■ Referring expression pointing data:
[Start of Attachment]

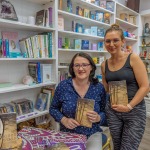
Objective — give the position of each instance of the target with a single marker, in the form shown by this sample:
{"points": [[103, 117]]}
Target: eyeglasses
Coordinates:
{"points": [[115, 41], [84, 66]]}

[End of Attachment]

■ Work task: Your answer must be an exact transcription of the records above, minus the pictures.

■ Written reply:
Objective — give the position of each instance of the target with a single marker, in the form shown by this sample:
{"points": [[103, 117]]}
Target: eyeglasses
Coordinates:
{"points": [[115, 41], [84, 66]]}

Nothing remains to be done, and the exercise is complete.